What this task involves: Reproduce only the lines from the one containing "Please tag the bare" through the one containing "column 8, row 391", replacing "bare leg" with "bare arm" and leaving all else unchanged.

The input:
· · · ·
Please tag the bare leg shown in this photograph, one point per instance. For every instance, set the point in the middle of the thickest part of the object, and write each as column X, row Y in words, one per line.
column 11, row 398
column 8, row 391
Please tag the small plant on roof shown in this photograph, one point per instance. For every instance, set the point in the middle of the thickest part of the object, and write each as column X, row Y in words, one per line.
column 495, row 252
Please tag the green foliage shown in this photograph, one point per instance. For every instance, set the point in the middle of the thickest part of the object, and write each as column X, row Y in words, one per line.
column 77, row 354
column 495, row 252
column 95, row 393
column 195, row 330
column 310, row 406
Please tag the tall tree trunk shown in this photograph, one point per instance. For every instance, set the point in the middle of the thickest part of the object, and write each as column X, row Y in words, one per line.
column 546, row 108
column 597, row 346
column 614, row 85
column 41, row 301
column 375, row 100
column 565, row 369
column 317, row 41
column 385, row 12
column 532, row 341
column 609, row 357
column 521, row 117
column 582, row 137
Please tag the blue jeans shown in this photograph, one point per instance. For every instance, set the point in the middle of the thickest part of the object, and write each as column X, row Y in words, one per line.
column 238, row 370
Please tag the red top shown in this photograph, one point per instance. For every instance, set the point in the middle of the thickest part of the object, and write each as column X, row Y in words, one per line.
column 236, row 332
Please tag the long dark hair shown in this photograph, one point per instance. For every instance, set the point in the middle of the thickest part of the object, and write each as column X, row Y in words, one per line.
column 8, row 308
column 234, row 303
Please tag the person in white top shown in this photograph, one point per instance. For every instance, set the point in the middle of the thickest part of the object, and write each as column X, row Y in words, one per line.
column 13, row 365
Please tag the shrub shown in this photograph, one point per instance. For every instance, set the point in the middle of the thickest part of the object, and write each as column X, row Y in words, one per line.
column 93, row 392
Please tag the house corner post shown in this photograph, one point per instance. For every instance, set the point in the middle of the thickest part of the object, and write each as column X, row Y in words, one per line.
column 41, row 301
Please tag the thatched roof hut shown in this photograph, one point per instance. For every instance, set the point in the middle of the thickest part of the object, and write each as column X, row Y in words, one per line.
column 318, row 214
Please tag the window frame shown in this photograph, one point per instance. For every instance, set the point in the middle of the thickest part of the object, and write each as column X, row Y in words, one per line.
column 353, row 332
· · · ·
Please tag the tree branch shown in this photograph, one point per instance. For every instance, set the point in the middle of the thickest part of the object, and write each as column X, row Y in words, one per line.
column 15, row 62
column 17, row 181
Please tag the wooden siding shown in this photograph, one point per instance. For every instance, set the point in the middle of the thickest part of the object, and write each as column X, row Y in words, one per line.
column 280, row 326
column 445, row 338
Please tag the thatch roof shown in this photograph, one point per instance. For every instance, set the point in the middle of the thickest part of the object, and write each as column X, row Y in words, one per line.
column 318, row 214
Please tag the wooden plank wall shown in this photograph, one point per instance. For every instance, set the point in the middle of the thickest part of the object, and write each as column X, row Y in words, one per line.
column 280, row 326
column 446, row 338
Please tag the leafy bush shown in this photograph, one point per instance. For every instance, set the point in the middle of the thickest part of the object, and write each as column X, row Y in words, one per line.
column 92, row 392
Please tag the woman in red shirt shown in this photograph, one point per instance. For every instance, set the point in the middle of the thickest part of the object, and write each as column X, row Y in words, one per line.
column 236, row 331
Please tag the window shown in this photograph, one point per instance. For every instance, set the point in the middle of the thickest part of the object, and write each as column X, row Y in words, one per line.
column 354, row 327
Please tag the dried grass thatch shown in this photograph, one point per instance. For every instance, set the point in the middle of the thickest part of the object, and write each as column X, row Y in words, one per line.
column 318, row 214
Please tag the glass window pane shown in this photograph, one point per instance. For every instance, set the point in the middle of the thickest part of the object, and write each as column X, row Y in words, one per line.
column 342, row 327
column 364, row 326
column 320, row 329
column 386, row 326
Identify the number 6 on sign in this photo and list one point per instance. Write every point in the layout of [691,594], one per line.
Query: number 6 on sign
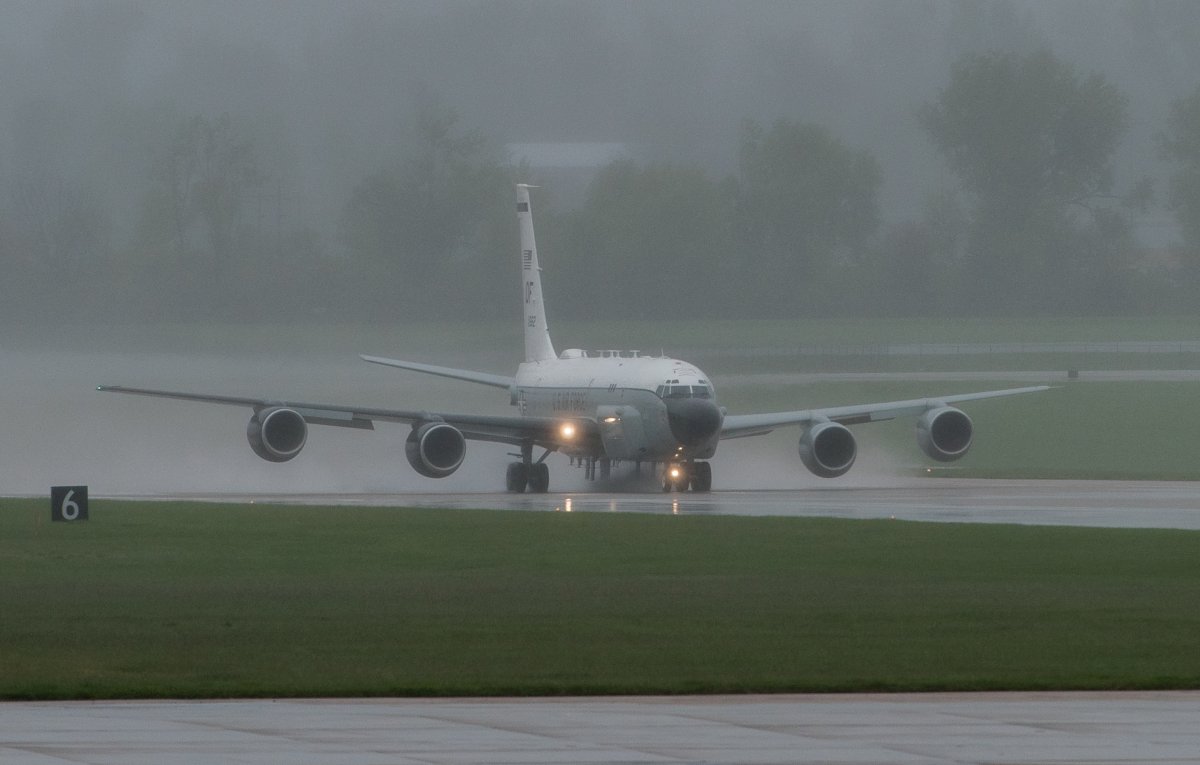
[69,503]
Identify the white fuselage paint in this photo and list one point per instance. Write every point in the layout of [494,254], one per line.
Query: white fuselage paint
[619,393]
· · · ·
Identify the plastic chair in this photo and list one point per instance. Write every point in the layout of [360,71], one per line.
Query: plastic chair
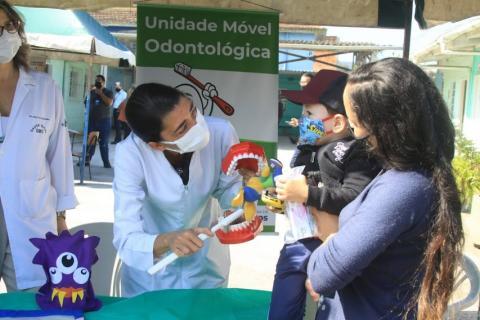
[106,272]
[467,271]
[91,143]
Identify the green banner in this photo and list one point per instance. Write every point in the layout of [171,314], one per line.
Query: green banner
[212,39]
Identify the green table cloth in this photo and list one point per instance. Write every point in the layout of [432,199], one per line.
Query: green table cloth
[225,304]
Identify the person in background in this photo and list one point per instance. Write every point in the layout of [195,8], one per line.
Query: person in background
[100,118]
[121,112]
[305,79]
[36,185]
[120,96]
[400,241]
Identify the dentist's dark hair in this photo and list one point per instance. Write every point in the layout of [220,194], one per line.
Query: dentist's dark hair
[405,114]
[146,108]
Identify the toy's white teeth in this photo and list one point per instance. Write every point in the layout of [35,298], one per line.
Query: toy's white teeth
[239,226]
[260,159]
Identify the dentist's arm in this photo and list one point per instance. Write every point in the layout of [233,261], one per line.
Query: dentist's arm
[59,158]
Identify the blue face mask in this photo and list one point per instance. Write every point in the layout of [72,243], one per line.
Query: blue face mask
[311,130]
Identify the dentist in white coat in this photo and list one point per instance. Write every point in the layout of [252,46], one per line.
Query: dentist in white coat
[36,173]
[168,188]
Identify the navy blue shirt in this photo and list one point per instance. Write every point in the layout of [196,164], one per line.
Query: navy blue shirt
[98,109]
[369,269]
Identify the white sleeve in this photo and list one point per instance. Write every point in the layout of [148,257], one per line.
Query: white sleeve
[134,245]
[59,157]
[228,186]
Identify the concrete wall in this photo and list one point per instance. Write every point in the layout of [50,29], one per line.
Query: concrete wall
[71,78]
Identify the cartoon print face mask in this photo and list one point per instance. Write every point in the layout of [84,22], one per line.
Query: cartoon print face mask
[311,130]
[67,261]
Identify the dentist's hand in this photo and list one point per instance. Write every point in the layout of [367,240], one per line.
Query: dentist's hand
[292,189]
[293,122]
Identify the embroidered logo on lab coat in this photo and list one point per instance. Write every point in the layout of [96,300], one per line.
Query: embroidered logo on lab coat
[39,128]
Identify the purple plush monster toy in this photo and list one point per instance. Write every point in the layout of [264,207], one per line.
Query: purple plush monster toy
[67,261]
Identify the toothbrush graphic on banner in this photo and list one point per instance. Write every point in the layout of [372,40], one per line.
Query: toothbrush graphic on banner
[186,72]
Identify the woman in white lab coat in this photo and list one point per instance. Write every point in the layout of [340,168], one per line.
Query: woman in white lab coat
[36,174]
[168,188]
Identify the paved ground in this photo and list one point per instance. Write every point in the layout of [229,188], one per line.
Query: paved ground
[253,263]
· · · ·
Answer to this problem:
Please tag the bare arm shown in this photograph, one point per instance. For every instance, set the point in the middle of the thickest part of the object, and write each as column X, row Y in words, one per line.
column 11, row 398
column 8, row 391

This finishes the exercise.